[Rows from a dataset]
┌──
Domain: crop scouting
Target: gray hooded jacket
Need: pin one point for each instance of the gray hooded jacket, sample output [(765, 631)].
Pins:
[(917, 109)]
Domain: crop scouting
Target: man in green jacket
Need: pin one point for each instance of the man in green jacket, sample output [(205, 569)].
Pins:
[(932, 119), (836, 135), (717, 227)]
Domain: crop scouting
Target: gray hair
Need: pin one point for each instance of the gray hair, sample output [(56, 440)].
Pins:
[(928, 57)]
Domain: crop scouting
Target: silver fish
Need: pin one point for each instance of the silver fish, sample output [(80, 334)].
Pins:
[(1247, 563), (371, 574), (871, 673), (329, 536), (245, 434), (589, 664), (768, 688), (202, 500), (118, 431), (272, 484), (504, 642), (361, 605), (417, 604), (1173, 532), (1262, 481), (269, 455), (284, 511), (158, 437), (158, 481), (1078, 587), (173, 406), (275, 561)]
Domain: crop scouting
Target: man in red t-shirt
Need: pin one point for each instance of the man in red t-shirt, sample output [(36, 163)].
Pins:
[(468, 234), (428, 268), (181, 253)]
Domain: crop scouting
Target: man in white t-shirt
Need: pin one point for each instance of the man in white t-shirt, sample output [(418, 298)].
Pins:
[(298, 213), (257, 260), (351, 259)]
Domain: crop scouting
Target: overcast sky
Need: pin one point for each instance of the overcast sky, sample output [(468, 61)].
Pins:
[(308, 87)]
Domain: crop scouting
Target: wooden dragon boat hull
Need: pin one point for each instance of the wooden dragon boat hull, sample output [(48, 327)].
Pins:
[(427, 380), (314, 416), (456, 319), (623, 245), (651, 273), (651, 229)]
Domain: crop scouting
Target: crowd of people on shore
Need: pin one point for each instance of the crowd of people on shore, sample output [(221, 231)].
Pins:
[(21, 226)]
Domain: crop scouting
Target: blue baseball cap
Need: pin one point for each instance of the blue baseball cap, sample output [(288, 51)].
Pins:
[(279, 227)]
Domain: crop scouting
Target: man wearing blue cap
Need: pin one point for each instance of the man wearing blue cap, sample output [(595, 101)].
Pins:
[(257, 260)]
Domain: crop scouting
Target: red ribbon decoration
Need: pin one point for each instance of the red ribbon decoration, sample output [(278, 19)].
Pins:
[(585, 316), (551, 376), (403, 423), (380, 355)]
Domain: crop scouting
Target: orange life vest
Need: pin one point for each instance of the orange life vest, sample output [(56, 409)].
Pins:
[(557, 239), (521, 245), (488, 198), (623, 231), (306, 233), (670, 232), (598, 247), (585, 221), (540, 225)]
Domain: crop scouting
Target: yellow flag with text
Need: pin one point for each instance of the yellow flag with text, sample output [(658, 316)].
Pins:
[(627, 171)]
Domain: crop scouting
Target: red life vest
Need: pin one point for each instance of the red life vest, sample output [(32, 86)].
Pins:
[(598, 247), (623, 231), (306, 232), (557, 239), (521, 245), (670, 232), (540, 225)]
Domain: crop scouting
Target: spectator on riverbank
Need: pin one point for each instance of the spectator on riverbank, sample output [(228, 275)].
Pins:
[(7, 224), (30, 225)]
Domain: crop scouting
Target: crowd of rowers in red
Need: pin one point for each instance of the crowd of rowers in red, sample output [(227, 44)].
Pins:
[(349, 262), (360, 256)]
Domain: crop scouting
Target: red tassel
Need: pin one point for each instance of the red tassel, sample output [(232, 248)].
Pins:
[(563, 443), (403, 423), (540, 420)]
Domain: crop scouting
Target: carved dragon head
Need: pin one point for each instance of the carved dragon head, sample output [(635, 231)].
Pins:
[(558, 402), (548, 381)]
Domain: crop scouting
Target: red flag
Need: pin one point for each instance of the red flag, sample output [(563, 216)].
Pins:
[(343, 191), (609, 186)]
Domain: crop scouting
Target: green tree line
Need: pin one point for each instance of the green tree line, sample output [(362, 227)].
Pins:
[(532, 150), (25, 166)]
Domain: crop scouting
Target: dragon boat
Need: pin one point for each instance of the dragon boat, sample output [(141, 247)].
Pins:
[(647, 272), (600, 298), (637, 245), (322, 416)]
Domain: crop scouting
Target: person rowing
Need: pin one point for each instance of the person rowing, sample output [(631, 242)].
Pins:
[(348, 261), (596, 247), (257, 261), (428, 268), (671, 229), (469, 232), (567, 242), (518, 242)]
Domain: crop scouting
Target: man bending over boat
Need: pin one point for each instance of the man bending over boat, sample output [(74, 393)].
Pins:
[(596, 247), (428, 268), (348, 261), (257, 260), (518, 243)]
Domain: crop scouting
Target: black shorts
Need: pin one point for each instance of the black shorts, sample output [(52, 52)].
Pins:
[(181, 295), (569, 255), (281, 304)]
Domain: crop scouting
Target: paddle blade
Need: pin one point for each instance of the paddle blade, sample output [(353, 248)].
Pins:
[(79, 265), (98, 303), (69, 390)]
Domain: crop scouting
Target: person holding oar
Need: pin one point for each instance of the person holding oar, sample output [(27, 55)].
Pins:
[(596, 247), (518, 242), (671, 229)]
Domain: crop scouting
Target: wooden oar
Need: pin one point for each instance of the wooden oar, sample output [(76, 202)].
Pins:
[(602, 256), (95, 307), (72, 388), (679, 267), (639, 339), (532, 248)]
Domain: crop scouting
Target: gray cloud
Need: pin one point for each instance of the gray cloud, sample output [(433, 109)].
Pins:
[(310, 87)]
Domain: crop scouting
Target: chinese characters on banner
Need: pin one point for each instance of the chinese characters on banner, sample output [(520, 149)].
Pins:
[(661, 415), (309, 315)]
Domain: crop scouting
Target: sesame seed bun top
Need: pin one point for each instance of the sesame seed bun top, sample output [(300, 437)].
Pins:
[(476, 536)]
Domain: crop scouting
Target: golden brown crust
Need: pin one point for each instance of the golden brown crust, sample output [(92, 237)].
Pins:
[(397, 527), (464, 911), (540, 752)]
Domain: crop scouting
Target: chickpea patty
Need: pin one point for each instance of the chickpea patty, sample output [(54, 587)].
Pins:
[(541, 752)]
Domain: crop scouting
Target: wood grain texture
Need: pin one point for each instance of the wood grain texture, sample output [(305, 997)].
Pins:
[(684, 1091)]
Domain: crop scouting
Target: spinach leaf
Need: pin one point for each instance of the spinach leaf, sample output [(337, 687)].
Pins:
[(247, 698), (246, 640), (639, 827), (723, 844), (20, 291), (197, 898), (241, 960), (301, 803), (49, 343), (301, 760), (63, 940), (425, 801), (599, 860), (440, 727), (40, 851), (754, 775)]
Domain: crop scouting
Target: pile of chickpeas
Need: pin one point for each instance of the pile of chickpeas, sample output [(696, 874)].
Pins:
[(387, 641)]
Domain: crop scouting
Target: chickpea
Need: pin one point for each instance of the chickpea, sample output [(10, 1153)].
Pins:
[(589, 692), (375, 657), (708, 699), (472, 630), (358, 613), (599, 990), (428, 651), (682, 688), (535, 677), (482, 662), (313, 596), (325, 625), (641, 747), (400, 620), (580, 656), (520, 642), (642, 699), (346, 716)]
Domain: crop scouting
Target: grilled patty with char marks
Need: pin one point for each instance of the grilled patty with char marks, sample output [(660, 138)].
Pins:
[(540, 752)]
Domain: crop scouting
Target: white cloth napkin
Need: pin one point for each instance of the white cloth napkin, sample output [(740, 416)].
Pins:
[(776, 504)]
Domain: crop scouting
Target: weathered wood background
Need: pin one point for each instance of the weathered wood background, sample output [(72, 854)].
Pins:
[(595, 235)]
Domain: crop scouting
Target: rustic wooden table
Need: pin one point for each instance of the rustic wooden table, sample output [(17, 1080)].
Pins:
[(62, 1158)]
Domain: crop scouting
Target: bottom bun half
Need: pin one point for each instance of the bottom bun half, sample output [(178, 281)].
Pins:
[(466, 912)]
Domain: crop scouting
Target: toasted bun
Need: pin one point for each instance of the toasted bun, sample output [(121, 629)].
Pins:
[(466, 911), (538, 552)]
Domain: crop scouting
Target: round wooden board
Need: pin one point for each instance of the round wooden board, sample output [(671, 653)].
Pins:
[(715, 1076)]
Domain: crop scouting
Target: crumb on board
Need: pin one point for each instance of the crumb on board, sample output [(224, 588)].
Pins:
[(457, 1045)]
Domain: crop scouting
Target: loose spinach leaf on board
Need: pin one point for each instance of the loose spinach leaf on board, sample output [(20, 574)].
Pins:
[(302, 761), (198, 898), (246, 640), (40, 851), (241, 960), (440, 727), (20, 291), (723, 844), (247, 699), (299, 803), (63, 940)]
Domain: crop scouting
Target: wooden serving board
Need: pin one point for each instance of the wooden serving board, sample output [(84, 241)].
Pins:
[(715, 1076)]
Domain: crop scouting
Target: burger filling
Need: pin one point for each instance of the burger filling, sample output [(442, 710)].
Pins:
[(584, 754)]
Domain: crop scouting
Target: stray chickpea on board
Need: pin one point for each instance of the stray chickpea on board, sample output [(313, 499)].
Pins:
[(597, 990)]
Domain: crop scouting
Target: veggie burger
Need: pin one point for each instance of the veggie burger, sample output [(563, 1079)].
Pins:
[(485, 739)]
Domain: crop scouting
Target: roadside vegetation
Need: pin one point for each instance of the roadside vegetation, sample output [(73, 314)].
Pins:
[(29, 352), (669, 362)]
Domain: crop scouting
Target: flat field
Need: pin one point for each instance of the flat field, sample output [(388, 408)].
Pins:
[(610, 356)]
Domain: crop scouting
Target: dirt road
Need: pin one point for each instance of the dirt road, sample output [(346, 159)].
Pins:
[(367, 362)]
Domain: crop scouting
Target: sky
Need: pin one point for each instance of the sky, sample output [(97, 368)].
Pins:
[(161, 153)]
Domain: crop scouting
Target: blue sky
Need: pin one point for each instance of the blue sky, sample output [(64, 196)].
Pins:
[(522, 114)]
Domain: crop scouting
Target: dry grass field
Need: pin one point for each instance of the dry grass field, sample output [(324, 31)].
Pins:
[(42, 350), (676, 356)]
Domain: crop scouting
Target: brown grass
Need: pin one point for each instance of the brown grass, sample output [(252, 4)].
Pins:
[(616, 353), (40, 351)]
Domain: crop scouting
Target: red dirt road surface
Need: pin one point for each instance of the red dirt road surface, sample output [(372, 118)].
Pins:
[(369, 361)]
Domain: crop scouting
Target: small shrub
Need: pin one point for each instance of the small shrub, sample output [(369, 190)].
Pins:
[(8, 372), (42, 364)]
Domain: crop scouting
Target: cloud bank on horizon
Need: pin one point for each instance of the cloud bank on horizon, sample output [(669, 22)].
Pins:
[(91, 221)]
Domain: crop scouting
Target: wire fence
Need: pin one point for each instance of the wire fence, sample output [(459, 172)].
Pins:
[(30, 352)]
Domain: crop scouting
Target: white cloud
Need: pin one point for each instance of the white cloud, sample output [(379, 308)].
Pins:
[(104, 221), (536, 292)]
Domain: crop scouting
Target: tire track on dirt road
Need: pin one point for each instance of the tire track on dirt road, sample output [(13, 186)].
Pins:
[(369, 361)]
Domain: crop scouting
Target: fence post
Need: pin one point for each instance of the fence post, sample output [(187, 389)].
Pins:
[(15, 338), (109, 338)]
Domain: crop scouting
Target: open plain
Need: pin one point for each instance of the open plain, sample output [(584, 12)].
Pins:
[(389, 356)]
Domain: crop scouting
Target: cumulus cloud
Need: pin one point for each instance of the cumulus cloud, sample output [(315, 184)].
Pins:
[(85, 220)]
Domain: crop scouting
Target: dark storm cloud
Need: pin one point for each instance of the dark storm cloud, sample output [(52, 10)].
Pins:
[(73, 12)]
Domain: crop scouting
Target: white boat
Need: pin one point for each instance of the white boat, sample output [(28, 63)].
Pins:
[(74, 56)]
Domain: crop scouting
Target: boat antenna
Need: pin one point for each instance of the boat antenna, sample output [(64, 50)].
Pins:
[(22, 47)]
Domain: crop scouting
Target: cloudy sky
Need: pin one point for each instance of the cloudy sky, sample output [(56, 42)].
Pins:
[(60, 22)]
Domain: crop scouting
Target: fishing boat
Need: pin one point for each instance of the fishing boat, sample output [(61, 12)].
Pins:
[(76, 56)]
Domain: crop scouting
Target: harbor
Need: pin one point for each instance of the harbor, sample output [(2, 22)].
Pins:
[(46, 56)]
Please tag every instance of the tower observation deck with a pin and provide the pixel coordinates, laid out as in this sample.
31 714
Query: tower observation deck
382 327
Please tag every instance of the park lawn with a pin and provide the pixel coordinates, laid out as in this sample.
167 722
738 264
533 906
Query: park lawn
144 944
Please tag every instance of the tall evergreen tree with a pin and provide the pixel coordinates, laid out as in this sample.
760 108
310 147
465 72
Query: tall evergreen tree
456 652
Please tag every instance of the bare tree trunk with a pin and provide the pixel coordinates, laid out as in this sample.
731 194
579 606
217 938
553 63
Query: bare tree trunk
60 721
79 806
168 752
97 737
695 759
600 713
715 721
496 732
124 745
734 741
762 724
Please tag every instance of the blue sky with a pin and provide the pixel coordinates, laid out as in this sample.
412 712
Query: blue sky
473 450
└──
◆ **STATED TASK**
Look above for the line that holds "Please tag every instance of the tower", then copy it and each line after it exactly, through the last line of the data.

◆ **ANSWER FOR THE TASK**
Please tag every instance of the tower observation deck with a pin and provide the pixel coordinates, laid out as in this sample.
31 714
Query: tower observation deck
382 327
Please tag every instance of the park lawn with a pin and provide the pixel coordinates, laid out as in this sample.
167 722
738 264
533 906
Query: park lawn
144 944
Please tag every instance of the tall evergreen tree with a pin and provide the pixel coordinates, laid out as in this sample.
760 108
310 147
465 72
Query: tall evergreen tree
456 652
Please tag every instance of the bare tree trunk with a pin and provide the pixel coordinates, laid out as in this sample.
731 194
579 606
217 938
553 63
Query: bare tree trunk
60 721
79 806
168 752
97 737
695 759
600 713
715 721
496 732
124 745
734 741
762 724
Please tag every instance of the blue sky with a pin and provide the pixel coordinates, laid out as in this sample.
412 712
Query: blue sky
473 450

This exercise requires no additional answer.